→ SOURCE EXCERPT
Living Pedagogy of Embodied Voice by Lorna Ramsay
Living Pedagogy of Embodied Voice by Lorna Ramsay, Ph. D Candidate, Arts Education, SFU I seek to be ‘present’ with my sound. When I teach, I perform a narrative. When I perform as a musician, I teach narrative. When I live narrative in all arts, I am a researcher. Photographs: Lorna Ramsay
Narrative research in music and education is an acceptance of the multi-tonal texts within all of us: the educator, the learner, the researcher. When I am in the classroom with my five-year-olds, I invite a dialogue that begins with acceptance that every person responds to their corporeal history and their understanding of spaces between sound and words, silence and melodic pulse. The following is a fictional narrative based on my experiences as a teacher/musician/researcher. I am a musician narrating physical space.
Kacey is tall and awkward for a five year old. She is vibrant, moving within the residual restraints of a physical reconstruction, a foot that refused to share an equal space with her leg. Now, Kacey attempts a child’s skip towards friends and I consider her understanding of her place in relationship to other’s spaces. She jostles between chairs and tables, knocks against children and falls in triumph somewhere. Look around you, Kacey, I say. What do you see? My friends, she answers. Yes, Kacey, and tell me about their sitting. Oh, she responds, knowing something is out of place. She has nowhere to go with that thought. I ease her gently through words and she smiles with dark eyes , very unrevealing but eager to please. Her broad, dark cheek bones become prominent features as she leans closer to my face, searching. I ease her, gently explaining and physically guiding her body, to the place she belongs, to her position in a circle time at the carpet. I will repeat this the next time we move to another space. I am an artist/educator un-silencing temporal place where senses move in a timbre
Kacey holds the blocks and stares perhaps at the colors, perhaps at the shapes. I ask her to count each block and write the number down. She smiles and counts. There is no connection for Kacey within spaces between her body and the blocks, between my body and my words. Once again, there is an invisible thread connecting Kacey to her spaces between people, objects and thoughts and I probe in the darkness to grasp hold. There is no sense to the concept of sums, the idea of quantity, the need to record. Some responses seem to be ideas Kacey has heard before like a distant melodic memory. So, when the Jamaican music spreads over her space, Kacey begins to dance. She looks at me hesitantly because she knows something is out of place but I do not intrude on her space. Something is making sense to Kacey and I feel a strong pull on the life-thread, the vibration within a pulse
And she sings reconnections and reconstructions that embody who she has been, who she will be in a moment’s breath into history. She is a Jamaican transported to England, a child born with a deformity that has been readjusted, a child born in sounds and melodies of another language. Now, she must make sense of the silent spaces between words, rhythms, movements and expectations. This is the story of Kacey who cannot work with numbers and sounds in words in ways that we expect. This is a story of a child’s mind in confusion with a deeply layered corporeal history. I seek to be ‘present’ with my sound.

→ AVAILABLE DATA

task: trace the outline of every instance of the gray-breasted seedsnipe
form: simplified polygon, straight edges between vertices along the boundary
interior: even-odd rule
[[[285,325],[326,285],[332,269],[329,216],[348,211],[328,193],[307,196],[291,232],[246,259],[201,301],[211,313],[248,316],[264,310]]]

→ GIVEN PROBLEM
In the essay on embodied voice, list each thing that has "no sense" for Kacey during the block-counting activity. Rely solely on the essay on embodied voice.

→ SOLUTION TO THIS EXERCISE
- The concept of sums
- The idea of quantity
- The need to record